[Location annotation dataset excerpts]

+++++

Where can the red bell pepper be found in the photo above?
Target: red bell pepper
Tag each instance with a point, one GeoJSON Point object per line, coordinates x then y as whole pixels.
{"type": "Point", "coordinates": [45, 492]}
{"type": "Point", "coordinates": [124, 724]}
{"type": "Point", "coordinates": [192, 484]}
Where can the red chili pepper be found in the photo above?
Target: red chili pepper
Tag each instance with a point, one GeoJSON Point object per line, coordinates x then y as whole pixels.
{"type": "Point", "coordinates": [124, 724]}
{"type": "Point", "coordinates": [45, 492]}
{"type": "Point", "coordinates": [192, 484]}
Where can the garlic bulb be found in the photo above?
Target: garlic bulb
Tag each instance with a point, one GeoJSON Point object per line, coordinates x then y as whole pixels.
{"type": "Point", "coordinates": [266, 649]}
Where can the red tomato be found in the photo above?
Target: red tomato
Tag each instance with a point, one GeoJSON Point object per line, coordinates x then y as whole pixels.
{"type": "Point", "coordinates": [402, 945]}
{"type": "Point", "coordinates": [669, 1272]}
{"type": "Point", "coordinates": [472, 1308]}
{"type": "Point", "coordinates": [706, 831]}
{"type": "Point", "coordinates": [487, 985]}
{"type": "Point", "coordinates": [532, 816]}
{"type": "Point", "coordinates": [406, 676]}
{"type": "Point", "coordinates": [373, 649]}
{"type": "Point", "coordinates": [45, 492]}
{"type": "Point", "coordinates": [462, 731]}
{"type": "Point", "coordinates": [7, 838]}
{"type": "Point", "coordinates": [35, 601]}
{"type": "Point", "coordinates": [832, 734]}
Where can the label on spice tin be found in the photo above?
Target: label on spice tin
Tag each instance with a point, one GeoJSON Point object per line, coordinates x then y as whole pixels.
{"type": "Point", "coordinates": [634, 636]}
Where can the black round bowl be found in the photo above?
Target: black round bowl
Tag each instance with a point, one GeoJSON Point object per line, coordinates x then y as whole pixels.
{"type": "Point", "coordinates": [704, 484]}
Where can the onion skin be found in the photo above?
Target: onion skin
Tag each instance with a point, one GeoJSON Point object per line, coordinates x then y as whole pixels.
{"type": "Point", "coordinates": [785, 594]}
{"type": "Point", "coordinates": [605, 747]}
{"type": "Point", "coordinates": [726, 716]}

+++++

**Direction:** Rewrite all the lines of the material above as a numbered list, leaving out any blank lines.

**Result:**
1. Where can the red bell pepper be found in the photo above?
2. Target: red bell pepper
3. Tag each instance with a point, one GeoJSON Point object per line, coordinates x then y as whole pixels.
4. {"type": "Point", "coordinates": [45, 492]}
5. {"type": "Point", "coordinates": [124, 724]}
6. {"type": "Point", "coordinates": [192, 484]}
7. Where can the red chili pepper be found in the photo above?
8. Target: red chili pepper
9. Tag each instance with a point, one GeoJSON Point object per line, coordinates x then y as whole pixels.
10. {"type": "Point", "coordinates": [124, 724]}
11. {"type": "Point", "coordinates": [45, 492]}
12. {"type": "Point", "coordinates": [192, 484]}
13. Where can the garlic bulb be found in the photo above?
14. Target: garlic bulb
15. Tag each instance with a point, one GeoJSON Point object per line, coordinates x then y as whole pixels.
16. {"type": "Point", "coordinates": [266, 649]}
17. Where can the red tomato be found in the photo above?
18. Target: red tomato
19. Tag each instance with a point, one GeoJSON Point object per line, coordinates x then y as whole pixels.
20. {"type": "Point", "coordinates": [402, 945]}
21. {"type": "Point", "coordinates": [669, 1272]}
22. {"type": "Point", "coordinates": [472, 1308]}
23. {"type": "Point", "coordinates": [706, 831]}
24. {"type": "Point", "coordinates": [487, 985]}
25. {"type": "Point", "coordinates": [532, 816]}
26. {"type": "Point", "coordinates": [406, 676]}
27. {"type": "Point", "coordinates": [373, 649]}
28. {"type": "Point", "coordinates": [45, 492]}
29. {"type": "Point", "coordinates": [462, 731]}
30. {"type": "Point", "coordinates": [7, 838]}
31. {"type": "Point", "coordinates": [35, 601]}
32. {"type": "Point", "coordinates": [832, 734]}
33. Where can the label on spice tin be found in the photo above?
34. Target: label on spice tin
35. Tag each instance with a point, one GeoJSON Point object per line, coordinates x then y as whole pixels.
36. {"type": "Point", "coordinates": [634, 636]}
37. Where can the black round bowl be found in the photo above?
38. Target: black round bowl
39. Tag each instance with a point, one GeoJSON Point object per line, coordinates x then y as whole pixels.
40. {"type": "Point", "coordinates": [704, 484]}
41. Where can the onion skin be found in the photo above?
42. Target: onion skin
43. Tag each instance with a point, one GeoJSON Point object per line, coordinates x then y as whole pixels.
44. {"type": "Point", "coordinates": [785, 594]}
45. {"type": "Point", "coordinates": [605, 747]}
46. {"type": "Point", "coordinates": [726, 716]}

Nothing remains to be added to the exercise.